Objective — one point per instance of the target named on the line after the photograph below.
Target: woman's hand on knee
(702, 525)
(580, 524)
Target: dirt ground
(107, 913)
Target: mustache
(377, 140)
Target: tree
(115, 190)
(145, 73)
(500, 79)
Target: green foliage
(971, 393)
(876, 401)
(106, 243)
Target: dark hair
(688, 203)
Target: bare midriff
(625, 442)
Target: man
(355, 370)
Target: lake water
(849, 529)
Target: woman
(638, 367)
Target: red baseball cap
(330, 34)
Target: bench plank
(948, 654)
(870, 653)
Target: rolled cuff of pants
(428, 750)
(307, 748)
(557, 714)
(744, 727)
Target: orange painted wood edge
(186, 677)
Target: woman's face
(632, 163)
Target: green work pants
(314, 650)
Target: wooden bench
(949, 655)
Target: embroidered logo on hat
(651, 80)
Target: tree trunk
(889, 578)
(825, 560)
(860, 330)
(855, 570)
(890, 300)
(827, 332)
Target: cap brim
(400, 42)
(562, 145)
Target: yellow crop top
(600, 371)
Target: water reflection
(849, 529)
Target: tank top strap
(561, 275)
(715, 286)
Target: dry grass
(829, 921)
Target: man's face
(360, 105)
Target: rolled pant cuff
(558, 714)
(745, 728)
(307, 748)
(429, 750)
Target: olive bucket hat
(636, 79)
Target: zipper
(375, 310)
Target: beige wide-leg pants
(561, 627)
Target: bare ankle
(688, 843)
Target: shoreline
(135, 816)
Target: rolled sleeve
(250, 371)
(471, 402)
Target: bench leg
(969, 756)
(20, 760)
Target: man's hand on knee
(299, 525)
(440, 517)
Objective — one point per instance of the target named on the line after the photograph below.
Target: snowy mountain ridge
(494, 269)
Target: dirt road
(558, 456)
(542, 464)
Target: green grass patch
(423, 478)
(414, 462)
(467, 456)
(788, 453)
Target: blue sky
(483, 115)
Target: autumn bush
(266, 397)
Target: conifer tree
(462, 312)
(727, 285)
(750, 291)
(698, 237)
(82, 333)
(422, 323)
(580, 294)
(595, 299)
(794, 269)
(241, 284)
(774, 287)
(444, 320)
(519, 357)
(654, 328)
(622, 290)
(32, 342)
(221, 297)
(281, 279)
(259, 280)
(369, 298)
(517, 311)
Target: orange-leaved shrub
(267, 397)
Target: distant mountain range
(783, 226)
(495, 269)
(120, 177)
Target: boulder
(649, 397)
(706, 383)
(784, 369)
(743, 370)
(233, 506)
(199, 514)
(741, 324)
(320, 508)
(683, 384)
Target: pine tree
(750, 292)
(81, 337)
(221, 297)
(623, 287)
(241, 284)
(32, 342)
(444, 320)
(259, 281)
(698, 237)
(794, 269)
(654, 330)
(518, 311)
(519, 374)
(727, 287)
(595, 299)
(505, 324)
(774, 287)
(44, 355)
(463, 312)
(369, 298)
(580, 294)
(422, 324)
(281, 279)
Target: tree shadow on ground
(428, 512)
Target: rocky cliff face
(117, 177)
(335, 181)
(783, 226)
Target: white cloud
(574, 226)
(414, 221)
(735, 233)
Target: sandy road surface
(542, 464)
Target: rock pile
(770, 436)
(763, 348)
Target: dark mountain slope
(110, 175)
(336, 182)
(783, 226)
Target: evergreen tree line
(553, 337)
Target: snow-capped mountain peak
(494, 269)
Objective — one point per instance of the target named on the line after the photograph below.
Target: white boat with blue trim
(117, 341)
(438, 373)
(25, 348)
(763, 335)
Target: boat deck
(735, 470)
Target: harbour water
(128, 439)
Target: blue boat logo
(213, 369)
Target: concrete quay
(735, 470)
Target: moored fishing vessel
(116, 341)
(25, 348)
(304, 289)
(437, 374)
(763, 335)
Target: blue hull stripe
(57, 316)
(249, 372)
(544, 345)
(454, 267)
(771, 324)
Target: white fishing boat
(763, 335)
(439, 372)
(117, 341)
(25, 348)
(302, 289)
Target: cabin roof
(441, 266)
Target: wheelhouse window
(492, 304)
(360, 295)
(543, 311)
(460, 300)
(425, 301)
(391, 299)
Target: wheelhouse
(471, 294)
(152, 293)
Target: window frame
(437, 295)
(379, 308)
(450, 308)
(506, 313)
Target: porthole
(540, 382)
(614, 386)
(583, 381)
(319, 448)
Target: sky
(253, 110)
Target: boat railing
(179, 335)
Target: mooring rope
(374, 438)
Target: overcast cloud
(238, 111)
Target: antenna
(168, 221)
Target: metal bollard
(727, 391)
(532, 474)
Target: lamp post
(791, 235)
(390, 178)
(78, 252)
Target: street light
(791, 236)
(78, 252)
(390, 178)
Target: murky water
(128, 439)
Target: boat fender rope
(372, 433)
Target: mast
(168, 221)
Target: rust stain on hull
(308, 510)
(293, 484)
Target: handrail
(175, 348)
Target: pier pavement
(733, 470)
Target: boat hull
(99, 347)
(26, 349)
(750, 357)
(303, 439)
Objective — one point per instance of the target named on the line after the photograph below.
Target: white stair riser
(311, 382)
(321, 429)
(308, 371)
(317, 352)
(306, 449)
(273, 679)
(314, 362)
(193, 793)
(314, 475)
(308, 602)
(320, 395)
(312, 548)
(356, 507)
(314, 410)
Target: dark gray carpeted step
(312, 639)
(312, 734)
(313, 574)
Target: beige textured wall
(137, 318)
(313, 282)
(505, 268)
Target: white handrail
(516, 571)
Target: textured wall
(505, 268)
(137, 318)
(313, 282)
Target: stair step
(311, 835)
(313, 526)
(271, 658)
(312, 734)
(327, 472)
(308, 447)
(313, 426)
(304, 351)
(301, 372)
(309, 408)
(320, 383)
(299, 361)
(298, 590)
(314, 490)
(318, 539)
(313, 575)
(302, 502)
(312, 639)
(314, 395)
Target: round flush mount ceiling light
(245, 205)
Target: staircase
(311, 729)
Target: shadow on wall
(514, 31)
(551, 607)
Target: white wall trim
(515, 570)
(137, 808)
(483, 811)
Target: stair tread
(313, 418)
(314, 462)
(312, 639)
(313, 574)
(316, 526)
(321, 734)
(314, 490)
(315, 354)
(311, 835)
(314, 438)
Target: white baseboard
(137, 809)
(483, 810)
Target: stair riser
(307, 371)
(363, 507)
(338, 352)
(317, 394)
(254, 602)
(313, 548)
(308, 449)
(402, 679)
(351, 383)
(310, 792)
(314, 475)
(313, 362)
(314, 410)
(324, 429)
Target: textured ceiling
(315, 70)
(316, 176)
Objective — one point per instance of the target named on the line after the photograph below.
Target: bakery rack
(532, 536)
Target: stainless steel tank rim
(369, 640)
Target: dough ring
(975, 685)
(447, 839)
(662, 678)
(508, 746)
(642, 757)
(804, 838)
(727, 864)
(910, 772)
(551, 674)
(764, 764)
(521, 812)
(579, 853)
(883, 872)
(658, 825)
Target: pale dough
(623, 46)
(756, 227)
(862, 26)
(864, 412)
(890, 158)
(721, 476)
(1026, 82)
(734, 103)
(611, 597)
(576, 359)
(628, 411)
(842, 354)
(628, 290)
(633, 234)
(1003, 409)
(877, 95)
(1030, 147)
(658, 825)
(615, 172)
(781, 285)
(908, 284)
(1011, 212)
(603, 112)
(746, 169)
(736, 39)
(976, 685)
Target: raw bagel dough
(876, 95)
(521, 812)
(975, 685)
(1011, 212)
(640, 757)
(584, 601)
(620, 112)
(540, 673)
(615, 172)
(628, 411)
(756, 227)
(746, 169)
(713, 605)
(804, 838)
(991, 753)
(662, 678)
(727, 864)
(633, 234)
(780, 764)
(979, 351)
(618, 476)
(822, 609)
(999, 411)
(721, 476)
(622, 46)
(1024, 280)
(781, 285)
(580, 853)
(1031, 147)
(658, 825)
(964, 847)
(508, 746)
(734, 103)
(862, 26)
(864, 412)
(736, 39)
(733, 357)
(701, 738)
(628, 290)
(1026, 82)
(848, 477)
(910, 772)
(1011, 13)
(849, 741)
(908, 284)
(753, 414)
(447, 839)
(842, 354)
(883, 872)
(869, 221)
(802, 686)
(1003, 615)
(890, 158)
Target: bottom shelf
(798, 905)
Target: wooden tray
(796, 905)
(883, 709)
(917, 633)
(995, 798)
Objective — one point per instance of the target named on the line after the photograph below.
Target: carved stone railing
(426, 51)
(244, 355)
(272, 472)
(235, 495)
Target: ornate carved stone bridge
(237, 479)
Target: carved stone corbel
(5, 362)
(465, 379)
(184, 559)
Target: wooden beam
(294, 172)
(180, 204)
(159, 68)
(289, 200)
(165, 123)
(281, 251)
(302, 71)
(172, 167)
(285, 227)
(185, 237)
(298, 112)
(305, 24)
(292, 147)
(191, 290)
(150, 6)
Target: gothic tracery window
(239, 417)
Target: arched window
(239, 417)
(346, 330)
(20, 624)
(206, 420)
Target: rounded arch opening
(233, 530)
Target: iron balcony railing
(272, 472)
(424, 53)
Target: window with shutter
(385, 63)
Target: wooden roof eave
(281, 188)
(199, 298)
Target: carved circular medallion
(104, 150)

════════

_WHAT IS REQUIRED_
Return exactly the lines from the line bearing "Target: raw bagel dough" to the end of the records, inclusive of both; include no other lines.

_COMPLETE ANSWER_
Target: raw bagel dough
(876, 95)
(521, 812)
(975, 685)
(1011, 212)
(640, 757)
(584, 601)
(620, 112)
(540, 673)
(615, 172)
(628, 411)
(756, 227)
(746, 169)
(713, 605)
(804, 838)
(991, 753)
(662, 678)
(727, 864)
(633, 234)
(780, 764)
(979, 351)
(618, 476)
(822, 609)
(999, 411)
(721, 476)
(622, 46)
(1024, 280)
(781, 285)
(580, 853)
(1031, 147)
(658, 825)
(964, 847)
(508, 746)
(734, 103)
(862, 26)
(864, 412)
(736, 39)
(733, 357)
(701, 738)
(628, 290)
(1026, 82)
(848, 477)
(910, 772)
(1011, 13)
(849, 741)
(908, 284)
(753, 414)
(447, 839)
(842, 354)
(883, 872)
(869, 221)
(802, 686)
(1003, 615)
(890, 158)
Target: bottom shelf
(798, 905)
Target: wooden tray
(796, 905)
(883, 709)
(917, 633)
(995, 798)
Objective — one point per instance of the target named on the line after the photograph below.
Target: carved stone railing
(426, 51)
(244, 355)
(272, 472)
(235, 495)
Target: ornate carved stone bridge
(237, 479)
Target: carved stone corbel
(5, 362)
(465, 379)
(184, 559)
Target: wooden beam
(294, 172)
(180, 204)
(159, 68)
(289, 200)
(165, 123)
(281, 251)
(302, 71)
(172, 167)
(285, 227)
(185, 237)
(298, 112)
(305, 24)
(292, 147)
(191, 290)
(150, 6)
Target: gothic tracery window
(239, 417)
Target: arched window
(239, 417)
(346, 330)
(20, 624)
(206, 420)
Target: rounded arch opening
(233, 530)
Target: iron balcony railing
(272, 472)
(424, 53)
Target: window with shutter
(385, 63)
Target: wooden roof eave
(281, 188)
(199, 298)
Target: carved circular medallion
(104, 150)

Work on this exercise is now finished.